▶ **Problem**
Where a picture occurs in the data, omit it, and copy all remaining data exactly.

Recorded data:
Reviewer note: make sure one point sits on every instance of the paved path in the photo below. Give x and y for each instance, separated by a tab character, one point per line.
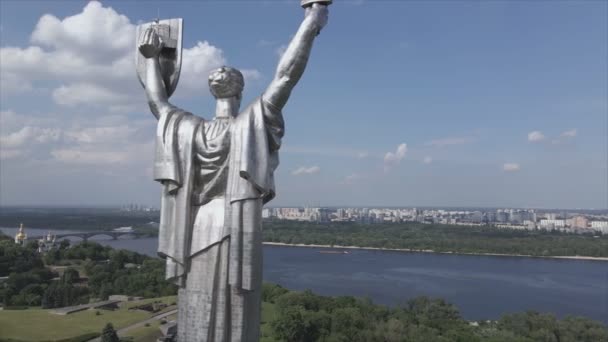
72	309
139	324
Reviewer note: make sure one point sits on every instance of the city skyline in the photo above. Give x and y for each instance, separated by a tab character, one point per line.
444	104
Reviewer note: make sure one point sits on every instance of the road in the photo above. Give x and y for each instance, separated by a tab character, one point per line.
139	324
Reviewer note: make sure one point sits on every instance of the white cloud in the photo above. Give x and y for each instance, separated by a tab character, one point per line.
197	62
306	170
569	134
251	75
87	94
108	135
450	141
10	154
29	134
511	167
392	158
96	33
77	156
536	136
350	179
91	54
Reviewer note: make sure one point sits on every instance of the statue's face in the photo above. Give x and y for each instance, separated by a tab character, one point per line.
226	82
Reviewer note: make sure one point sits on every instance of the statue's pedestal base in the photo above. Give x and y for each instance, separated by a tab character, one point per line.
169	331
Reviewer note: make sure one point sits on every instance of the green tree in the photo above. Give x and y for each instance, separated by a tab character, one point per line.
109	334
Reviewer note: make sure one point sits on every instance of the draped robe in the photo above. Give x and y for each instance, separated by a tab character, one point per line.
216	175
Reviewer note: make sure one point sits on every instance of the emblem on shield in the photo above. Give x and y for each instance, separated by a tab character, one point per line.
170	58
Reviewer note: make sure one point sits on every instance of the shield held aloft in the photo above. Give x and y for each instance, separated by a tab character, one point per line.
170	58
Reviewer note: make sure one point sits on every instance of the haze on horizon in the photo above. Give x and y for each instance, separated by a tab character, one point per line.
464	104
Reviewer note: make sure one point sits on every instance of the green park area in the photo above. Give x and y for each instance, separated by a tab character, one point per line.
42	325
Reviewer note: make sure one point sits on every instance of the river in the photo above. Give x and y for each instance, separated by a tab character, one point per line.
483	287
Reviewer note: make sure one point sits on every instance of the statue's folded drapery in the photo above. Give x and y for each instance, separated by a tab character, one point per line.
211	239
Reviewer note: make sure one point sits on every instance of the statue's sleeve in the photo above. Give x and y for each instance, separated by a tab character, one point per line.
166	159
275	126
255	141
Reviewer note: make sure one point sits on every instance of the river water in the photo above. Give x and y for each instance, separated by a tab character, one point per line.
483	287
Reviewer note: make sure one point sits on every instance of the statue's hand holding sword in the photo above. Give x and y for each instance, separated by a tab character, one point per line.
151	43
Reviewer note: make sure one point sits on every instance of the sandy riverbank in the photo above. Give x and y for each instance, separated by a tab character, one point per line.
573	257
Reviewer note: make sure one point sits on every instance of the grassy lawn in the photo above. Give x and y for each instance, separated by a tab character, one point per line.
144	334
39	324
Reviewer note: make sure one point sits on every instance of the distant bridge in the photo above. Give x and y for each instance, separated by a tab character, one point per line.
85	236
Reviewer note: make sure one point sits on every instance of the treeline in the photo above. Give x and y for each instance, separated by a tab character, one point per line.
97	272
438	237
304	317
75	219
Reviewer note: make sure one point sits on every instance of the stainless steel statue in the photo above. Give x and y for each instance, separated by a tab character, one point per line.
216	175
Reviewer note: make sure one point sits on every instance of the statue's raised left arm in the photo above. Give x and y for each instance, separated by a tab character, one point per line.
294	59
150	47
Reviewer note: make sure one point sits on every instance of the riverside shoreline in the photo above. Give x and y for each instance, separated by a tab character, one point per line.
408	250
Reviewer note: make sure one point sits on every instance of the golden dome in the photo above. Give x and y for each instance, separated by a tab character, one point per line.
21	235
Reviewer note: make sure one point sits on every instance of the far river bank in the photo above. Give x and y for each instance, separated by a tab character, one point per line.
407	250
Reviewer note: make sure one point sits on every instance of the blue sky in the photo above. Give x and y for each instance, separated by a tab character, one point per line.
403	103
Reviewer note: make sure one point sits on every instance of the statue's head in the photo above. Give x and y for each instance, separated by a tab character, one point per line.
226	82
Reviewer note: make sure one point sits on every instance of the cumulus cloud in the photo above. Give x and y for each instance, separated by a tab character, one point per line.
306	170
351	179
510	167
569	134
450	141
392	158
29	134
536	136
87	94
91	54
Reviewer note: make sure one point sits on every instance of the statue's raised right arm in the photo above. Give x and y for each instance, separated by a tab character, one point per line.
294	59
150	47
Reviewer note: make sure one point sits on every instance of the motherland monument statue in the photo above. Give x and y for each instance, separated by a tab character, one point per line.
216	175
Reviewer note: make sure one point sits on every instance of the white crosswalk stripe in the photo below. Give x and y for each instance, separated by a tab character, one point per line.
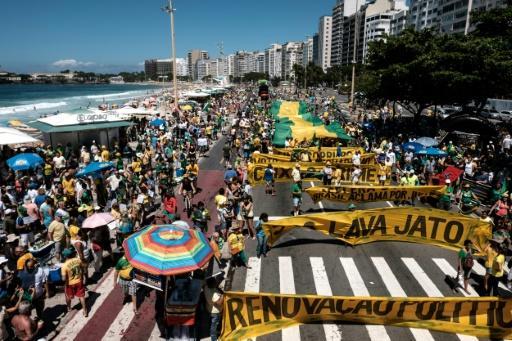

▶ **Written answer**
Reviewer note: make sure one point sits on every instance of the paved path in the photo below. Give x and y for each instance, separated by a tab character, one point per line.
72	309
139	324
Reviewer note: make sure one point sits on every instance of the city skyline in the photo above. Give x and y for each instance, separated by a tab character, one point per line.
444	104
Reviewer note: make sure one point sits on every instance of the road in the photo above. Give x and y for each instance, separated by a tab character, one point per line.
139	324
Reviewer note: make sure one point sits on every instance of the white cloud in the photo above. Give x and y for each instance, separated by a tab character, one point per line.
197	62
306	170
569	134
251	75
87	94
108	135
450	141
10	154
29	134
511	167
392	158
96	33
77	156
536	136
350	179
91	54
Reviewer note: make sure one point sits on every instance of the statue's face in the photo above. Give x and y for each instance, separated by a tab character, one point per line.
226	82
Reviewer note: make sure one point sits on every instance of the statue's pedestal base in the photo above. Give x and y for each instance, separated by a tab character, one point per line.
169	331
Reviewer note: make sure one point sits on every instance of the green tree in the photo above. Give x and y for each instance, separated by a tab character, one point per line.
109	334
Reviewer note: make sure one point sits on every instance of the draped robe in the photo above. Give x and y for each instance, separated by a tab character, one point per line.
216	175
Reviewer note: make sure one point sits on every instance of the emblem on shield in the photo above. Give x and y for each instance, separated by a tab character, one point per line.
170	58
Reviewer note: make sure one point sits on every instance of the shield held aloft in the photo above. Give x and y for each instance, separated by a tab character, one point per line.
170	58
Reviewer note: make sure one point sits on every instance of the haze on horizon in the photo above. Give x and y for each instance, separated by a tab character, one point per line.
464	104
Reviewer note: make sure one point sits on every instance of the green park area in the photo above. Give x and y for each instance, separated by a tab character, one point per line.
42	325
Reviewer note: make sure one point sits on every instance of the river in the photo above. Give x and y for each instance, separated by a tab character, one point per line.
483	287
Reviewer note: make sure one point sits on every instance of the statue's folded drapery in the photo above. Give x and y for each instance, separated by a tab character, one point per line.
211	239
Reviewer note: make sure one point sits on every instance of the statue's sleeve in the photo above. Give x and y for each instance, separated by a tab character, one point per line.
166	159
275	126
255	141
Reviewer note: make sure one point sits on every instance of the river water in the photo above. Give x and y for each instance, separated by a tab character, one point per line.
483	287
Reviewer note: make sure one point sits on every instance of the statue's hand holding sword in the photo above. Give x and y for each instance, separated by a tab character, one point per line.
151	43
Reviewer note: make sure one point sits on every instance of the sandy riverbank in the photo above. Give x and y for each instance, separated by a tab character, one point per line.
573	257
Reviewer note: make sure one point sits on every instance of the grassy lawn in the photo above. Give x and y for each instance, separated by a tab character, one point per line.
144	334
39	324
Reviewer note: make sure one point sits on every instance of the distant bridge in the photo above. Give x and y for each instance, separated by a tab character, one point per line.
85	236
Reviewer note: make sure one point sits on every instance of the treeline in the photo above. Give x and y for each instance, separated by a tab character, one point per line.
97	272
438	237
304	317
75	219
Reviewer note: make sure one point sits on every instance of the stainless steel statue in the photo above. Give x and y for each instance, separated by a tab character, one point per line.
216	175
Reviewer note: make sure one point sits on every instance of the statue's raised left arm in the photo above. Give x and y for each instance, separated by a tab character, one point per line.
294	59
150	47
Reviewer note: make sure one point sits on every instance of the riverside shoreline in the photo above. Give x and y for each instance, separated by a tab character, one point per line.
408	250
Reviewer note: make sure one point sits on every instance of the golden dome in the photo above. Give x and y for each instance, separated by a tab character, one point per line.
21	235
Reviewer note: make sure one point sits on every instance of the far river bank in the photo above. Give x and y for each instance, separated by a tab character, one point per line.
407	250
Reviewer note: make sure one point sits on every instance of the blue sky in the photo above. Give x and y for each instance, separated by a tab character, one point per line.
403	103
Reviewer note: make sure one point sits on every instance of the statue's head in the photo above. Give x and y for each instance, separated by a tab character, one point per line.
226	82
Reviewer note: make sure one point sits on every instance of the cumulus cloud in the photo above. Give x and y for each instance, separated by a tab character, one point per line.
306	170
351	179
510	167
569	134
450	141
392	158
29	134
536	136
87	94
91	54
Reviewer note: make sure one point sits on every instance of the statue's raised right arm in the photo above. Give x and y for each instance, separated by a tab character, one point per line.
294	59
150	47
Reviewer note: make sure one point sits on every instance of the motherland monument statue in the photo above. Give x and y for each instance, separated by a tab character, one point per line.
216	175
Reviewer note: make sure one point sits on every instance of the white crosswalk stripe in the photo below. Give x and y for each instance, separated by a tab character, one point per line.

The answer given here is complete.